_INSTRUCTIONS FOR THE TASK_
Write the material out again exactly.

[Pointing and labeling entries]
——

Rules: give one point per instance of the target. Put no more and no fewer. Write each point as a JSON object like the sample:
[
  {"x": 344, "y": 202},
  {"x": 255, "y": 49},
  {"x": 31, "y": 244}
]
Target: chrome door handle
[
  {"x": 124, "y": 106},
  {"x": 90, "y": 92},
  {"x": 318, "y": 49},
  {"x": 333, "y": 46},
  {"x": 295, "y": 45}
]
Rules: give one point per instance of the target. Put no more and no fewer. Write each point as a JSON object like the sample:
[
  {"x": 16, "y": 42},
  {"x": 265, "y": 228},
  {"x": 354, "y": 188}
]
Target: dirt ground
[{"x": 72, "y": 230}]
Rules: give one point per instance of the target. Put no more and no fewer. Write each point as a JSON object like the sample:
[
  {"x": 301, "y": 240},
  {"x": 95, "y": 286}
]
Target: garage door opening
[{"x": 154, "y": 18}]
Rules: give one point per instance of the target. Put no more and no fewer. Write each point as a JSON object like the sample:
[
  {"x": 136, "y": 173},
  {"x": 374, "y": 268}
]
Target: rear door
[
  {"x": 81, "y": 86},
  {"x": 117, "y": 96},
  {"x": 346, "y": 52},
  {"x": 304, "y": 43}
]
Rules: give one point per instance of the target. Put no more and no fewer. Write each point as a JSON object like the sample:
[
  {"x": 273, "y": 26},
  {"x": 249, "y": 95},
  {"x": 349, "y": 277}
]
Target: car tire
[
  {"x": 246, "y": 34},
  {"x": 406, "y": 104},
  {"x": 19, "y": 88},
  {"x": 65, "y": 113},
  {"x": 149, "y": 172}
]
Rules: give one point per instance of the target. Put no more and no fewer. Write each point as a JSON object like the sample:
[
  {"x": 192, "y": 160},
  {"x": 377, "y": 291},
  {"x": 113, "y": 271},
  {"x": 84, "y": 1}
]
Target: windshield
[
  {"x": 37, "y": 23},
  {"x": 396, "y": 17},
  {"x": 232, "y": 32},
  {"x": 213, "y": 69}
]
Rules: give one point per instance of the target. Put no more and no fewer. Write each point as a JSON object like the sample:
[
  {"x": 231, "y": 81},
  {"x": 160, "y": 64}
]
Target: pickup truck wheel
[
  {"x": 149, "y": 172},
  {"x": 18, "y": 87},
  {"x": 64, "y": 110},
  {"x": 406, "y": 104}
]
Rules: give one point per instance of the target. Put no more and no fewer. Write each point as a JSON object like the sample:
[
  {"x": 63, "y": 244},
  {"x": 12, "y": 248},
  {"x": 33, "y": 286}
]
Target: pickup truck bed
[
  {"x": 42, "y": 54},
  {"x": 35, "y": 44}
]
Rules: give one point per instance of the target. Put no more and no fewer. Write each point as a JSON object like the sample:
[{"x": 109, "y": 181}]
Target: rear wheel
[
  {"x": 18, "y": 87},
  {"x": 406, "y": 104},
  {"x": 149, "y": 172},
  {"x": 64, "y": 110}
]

——

_COMPLETED TASK_
Rules: give one point per instance of the target. Put no more and no fewer. Write each point as a JSON object like the sample:
[
  {"x": 344, "y": 202},
  {"x": 255, "y": 49},
  {"x": 31, "y": 244}
]
Target: chrome door handle
[
  {"x": 124, "y": 106},
  {"x": 90, "y": 92},
  {"x": 318, "y": 49},
  {"x": 333, "y": 46},
  {"x": 295, "y": 45}
]
Rules: give one point per instance of the target. Put no more and no fewer. Write each point as a JSON object like the sample:
[
  {"x": 16, "y": 42},
  {"x": 265, "y": 228},
  {"x": 354, "y": 188}
]
Target: dirt ground
[{"x": 72, "y": 230}]
Rules: give one point per instance of the target. Put no more and no fewer. Write each point as a JSON object like the sample:
[
  {"x": 301, "y": 240},
  {"x": 95, "y": 286}
]
Target: garage door opening
[{"x": 154, "y": 18}]
Rules: give one point per instance of the target. Put no more and no fewer. Write each point as a JSON object like the sample:
[
  {"x": 136, "y": 173},
  {"x": 374, "y": 268}
]
Target: rear door
[
  {"x": 81, "y": 86},
  {"x": 117, "y": 96},
  {"x": 346, "y": 52},
  {"x": 304, "y": 43}
]
Rules: give one point per instance of the target. Put no more and no fewer. Write each point as a JSON object like the sample:
[
  {"x": 273, "y": 26},
  {"x": 249, "y": 95},
  {"x": 349, "y": 277}
]
Target: car tire
[
  {"x": 246, "y": 34},
  {"x": 406, "y": 104},
  {"x": 19, "y": 88},
  {"x": 65, "y": 113},
  {"x": 149, "y": 172}
]
Rules: give one point per instance of the target. Put no more and no fewer. Write each point as a JSON object like the sample:
[
  {"x": 192, "y": 160},
  {"x": 377, "y": 291},
  {"x": 113, "y": 271},
  {"x": 84, "y": 1}
]
Target: windshield
[
  {"x": 37, "y": 23},
  {"x": 396, "y": 17},
  {"x": 232, "y": 32},
  {"x": 213, "y": 69}
]
Rules: give one point per instance of the target. Put no more and no fewer. Write each point as a JSON object like the sample:
[
  {"x": 231, "y": 81},
  {"x": 160, "y": 64}
]
Target: pickup truck wheel
[
  {"x": 149, "y": 172},
  {"x": 18, "y": 87},
  {"x": 64, "y": 110},
  {"x": 406, "y": 104}
]
Rules: give one point per instance of the target. Put no more and no fewer. Write each point as a JSON object like the sample:
[
  {"x": 63, "y": 244},
  {"x": 12, "y": 248},
  {"x": 33, "y": 286}
]
Target: pickup truck bed
[
  {"x": 42, "y": 54},
  {"x": 35, "y": 44}
]
Rules: give one point per instance of the target. Put no more and no fewer. Write each point as a JSON object like the sample:
[{"x": 109, "y": 181}]
Target: rear wheel
[
  {"x": 18, "y": 87},
  {"x": 406, "y": 104},
  {"x": 149, "y": 172},
  {"x": 64, "y": 110}
]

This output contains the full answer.